## [PASSAGE SHOWN]
━━━━━━━━━━

Russian Bank Hires Two Former Senators To Fight Sanctions

In perhaps one of the more audacious displays of the arrogance of former elected officials who turn around and use their influence to make big money after they retire, two former members of the Senate are now working for a Russian bank that was hit with sanctions earlier this year:

Gazprombank GPB (OJSC), a Russian bank targeted with sanctions by President Obama over the Ukraine crisis, has hired two former U.S. senators to lobby against those sanctions, according to a new disclosure filed with the Senate.

Gazprombank is controlled by Russia’s state-owned energy company Gazprom, the country’s largest gas producer; it supplies about a third of Europe’s natural gas.

In a filing submitted Friday and effective that day, former Senate Majority Leader Trent Lott, R-Miss., and former Senator John Breaux, D-La., are listed as the main lobbyists under the Gazprombank account for the firm Squire Patton Boggs, lobbying on “banking laws and regulations including applicable sanctions.”

Gazprombank GPB (OJSC) is a subsidiary of Gazprombank, Russia’s third largest bank. On July 16th, the U.S. Treasury Department added it to a list of Russian firms barred from debt financing with U.S. institutions.

Lott and Breaux left public service almost a decade ago and are among more than 300 members of Congress who’ve become lobbyists, and begun petitioning former colleagues on behalf of clients, according to the Center for Responsive Politics. In 2008, they started a lobbying firm with their sons, Breaux Lott Leadership Group, which was acquired by D.C.-lobbying powerhouse Patton Boggs in 2010. Patton Boggs merged with Squire Sanders to form Squire Patton Boggs in June.

Gazprom has been in the news a lot. In July, The Permanent Court of Arbitration, an intergovernmental organization located in The Hague, Netherlands, ruled that the Russian government should reimburse $50 billion to certain shareholders of former Russian oil company Yukos. The tribunal said the government, in a series of actions starting in 2003 “accompanied by serious due process violations,” had dismantled and seized the assets of Yukos and transferred them to Gazprom and state-run oil company Rosneft.

━━━━━━━━━━

## [SHORT EXERCISE A]
Please pull out every line of the rows that contains the string "outcrop".
These rows are unrelated to the Gazprombank article.

Dataset excerpts on pointing at objects
━━━━━━━━━━

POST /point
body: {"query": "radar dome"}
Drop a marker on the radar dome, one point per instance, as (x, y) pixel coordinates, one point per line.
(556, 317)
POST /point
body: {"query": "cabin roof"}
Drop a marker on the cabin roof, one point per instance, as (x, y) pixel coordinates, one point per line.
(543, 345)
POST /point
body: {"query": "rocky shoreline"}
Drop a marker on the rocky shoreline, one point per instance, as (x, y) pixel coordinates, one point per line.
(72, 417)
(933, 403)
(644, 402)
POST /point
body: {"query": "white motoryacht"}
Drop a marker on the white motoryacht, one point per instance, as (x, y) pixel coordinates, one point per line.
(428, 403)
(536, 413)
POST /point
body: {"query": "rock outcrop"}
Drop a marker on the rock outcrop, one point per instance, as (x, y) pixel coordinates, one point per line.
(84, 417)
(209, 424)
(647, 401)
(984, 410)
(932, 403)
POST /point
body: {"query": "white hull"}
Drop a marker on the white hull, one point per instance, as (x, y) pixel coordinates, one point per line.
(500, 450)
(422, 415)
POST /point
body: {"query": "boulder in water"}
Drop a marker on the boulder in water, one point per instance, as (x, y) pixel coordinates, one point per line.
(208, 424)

━━━━━━━━━━

## [SHORT EXERCISE B]
For each statement, say yes or no to whether it agrees with the Gazprombank article, and quote the article's words that decide it. (i) Gazprombank GPB (OJSC) is a subsidiary of Russia's largest bank. (ii) Lott and Breaux started a lobbying firm with their sons in 2008. (iii) The Permanent Court of Arbitration is located in The Hague.

## [EXERCISE RESULT A]
body: {"query": "rock outcrop"}
Drop a marker on the rock outcrop, one point per instance, as (x, y) pixel coordinates, one point per line.

## [EXERCISE RESULT B]
(i) No: "is a subsidiary of Gazprombank, Russia’s third largest bank"
(ii) Yes: "In 2008, they started a lobbying firm with their sons, Breaux Lott Leadership Group"
(iii) Yes: "an intergovernmental organization located in The Hague, Netherlands"